Reproduce the tail of the data exactly. It starts at the line containing "Identify the pink" and runs to the last line.
(Beginning of Information supplied)
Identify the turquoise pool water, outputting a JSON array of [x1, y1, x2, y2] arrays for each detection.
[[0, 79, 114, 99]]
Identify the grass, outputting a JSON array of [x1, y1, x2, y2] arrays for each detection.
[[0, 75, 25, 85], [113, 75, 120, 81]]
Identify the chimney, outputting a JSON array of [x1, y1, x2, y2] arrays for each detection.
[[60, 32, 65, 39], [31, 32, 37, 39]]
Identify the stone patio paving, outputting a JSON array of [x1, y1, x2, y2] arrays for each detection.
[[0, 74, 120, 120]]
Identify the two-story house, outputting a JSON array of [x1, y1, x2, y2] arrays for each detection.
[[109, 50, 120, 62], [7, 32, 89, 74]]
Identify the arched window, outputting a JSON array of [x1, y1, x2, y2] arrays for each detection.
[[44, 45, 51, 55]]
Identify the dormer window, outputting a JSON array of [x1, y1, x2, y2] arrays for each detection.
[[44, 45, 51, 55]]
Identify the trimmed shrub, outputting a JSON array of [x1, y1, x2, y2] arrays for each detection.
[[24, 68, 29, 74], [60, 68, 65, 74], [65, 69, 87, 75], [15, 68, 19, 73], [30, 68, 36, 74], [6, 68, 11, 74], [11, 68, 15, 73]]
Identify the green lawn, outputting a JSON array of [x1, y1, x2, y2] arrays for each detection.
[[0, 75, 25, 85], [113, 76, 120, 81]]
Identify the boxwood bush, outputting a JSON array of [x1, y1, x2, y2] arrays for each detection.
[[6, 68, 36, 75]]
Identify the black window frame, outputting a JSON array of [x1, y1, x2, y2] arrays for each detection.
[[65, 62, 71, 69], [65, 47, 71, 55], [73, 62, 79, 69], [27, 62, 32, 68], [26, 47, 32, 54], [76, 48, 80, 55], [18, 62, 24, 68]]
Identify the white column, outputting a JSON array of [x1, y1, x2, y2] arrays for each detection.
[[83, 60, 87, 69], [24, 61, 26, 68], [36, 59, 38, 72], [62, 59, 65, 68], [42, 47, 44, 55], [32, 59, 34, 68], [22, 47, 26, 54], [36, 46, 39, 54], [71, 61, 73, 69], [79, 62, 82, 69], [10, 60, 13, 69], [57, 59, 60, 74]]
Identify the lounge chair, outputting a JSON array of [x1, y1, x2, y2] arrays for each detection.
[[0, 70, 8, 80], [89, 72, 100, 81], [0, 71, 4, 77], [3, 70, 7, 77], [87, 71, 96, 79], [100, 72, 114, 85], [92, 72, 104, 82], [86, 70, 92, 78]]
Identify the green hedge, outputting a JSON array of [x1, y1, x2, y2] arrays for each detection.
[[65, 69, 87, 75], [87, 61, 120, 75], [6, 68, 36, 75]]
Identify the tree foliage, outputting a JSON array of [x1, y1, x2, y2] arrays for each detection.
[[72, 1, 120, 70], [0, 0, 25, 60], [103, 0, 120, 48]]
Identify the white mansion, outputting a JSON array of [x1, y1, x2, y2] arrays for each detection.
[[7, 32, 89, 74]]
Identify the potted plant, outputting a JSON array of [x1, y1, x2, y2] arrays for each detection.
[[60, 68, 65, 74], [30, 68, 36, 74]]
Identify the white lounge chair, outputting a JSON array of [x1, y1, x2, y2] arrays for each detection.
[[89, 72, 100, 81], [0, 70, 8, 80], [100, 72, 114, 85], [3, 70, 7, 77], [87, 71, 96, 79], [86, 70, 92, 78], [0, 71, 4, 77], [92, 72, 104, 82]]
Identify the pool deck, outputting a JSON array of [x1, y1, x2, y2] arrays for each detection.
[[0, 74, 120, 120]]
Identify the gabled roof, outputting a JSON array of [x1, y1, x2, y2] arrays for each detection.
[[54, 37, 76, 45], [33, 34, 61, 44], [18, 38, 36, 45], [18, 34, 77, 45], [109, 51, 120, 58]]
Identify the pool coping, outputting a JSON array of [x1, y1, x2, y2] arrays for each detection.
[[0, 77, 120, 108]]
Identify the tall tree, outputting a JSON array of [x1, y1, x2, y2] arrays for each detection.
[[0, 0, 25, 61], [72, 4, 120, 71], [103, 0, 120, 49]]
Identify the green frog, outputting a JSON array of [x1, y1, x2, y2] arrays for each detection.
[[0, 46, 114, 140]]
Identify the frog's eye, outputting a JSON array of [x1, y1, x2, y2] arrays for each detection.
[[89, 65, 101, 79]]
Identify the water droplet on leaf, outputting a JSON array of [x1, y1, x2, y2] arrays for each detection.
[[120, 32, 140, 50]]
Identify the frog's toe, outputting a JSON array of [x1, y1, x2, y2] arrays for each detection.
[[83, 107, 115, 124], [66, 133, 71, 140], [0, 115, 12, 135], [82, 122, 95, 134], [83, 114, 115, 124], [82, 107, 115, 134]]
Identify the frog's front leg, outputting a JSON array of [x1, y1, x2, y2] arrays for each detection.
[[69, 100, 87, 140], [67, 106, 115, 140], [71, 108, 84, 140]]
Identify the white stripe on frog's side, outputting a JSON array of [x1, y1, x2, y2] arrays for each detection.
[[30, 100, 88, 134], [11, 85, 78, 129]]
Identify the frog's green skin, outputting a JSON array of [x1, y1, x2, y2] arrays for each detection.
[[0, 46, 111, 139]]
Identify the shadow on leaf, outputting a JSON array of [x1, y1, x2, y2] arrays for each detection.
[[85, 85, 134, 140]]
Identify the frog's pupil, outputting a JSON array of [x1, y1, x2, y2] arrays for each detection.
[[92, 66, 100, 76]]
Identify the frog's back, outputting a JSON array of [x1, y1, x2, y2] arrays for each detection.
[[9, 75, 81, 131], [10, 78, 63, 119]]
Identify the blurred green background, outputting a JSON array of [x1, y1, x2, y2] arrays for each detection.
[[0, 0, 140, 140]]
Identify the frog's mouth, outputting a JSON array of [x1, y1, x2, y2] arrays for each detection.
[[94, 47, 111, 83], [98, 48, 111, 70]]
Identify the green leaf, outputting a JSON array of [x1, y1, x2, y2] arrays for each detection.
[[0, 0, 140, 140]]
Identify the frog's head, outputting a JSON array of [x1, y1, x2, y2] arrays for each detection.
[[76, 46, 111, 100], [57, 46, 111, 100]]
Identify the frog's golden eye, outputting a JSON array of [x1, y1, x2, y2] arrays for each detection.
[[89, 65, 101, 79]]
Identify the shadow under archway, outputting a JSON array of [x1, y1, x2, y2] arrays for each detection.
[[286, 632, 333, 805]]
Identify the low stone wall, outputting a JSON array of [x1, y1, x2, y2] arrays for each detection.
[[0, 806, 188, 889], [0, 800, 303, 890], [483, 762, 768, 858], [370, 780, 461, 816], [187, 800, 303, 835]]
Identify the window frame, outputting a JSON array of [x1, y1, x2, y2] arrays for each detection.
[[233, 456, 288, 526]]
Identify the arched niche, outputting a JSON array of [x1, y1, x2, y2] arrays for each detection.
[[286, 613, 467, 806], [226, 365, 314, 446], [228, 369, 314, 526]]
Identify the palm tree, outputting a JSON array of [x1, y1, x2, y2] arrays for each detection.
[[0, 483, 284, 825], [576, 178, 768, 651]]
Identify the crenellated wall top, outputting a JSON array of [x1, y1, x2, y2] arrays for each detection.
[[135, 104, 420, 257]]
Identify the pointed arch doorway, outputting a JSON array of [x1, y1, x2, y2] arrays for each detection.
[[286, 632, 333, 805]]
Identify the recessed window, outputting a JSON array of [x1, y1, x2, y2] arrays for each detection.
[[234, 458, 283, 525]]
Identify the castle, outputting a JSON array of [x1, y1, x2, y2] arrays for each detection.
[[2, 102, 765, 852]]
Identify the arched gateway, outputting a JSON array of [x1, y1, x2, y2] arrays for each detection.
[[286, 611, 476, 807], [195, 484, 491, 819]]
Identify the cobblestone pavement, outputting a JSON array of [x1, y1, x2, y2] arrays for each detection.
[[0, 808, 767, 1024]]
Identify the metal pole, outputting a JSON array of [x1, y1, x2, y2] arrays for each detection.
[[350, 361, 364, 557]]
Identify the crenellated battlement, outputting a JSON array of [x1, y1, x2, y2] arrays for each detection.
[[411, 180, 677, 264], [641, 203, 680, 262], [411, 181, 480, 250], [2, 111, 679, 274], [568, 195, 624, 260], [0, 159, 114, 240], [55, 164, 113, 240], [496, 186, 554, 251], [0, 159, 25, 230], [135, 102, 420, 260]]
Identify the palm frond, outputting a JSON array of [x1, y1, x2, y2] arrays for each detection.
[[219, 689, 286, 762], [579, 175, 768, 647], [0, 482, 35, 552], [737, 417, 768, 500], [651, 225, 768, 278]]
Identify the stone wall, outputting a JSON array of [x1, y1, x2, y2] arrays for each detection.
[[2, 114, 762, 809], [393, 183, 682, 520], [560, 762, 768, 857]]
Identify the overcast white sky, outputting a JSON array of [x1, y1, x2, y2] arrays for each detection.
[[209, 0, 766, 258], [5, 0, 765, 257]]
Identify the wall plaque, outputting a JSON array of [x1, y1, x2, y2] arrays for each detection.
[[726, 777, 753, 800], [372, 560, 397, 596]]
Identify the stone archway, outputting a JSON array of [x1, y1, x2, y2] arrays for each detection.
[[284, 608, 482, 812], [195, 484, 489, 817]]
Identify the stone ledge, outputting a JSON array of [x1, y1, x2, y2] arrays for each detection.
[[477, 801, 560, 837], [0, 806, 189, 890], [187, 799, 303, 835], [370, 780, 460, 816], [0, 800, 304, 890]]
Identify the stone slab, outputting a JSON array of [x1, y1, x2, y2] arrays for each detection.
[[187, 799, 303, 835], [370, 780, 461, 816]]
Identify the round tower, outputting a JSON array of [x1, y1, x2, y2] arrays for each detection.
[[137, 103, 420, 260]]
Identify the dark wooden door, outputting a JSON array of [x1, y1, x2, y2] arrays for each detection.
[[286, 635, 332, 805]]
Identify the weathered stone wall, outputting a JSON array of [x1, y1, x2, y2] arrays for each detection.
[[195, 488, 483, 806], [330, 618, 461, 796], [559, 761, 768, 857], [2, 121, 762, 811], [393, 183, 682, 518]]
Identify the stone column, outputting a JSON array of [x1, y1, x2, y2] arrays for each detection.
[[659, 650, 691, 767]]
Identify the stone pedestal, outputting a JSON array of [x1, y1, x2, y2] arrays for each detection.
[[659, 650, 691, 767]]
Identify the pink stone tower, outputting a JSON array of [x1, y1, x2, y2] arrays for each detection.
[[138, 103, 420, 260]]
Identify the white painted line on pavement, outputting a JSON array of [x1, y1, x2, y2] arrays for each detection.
(End of Information supplied)
▸ Reply:
Identify the pink stone tower, outputting a JSON array of [x1, y1, x2, y2] arrays for each detection.
[[138, 103, 420, 260]]
Identify the white painted line on pavement, outputting a JSON array of [x1, y1, x2, y2] arrays for each detection.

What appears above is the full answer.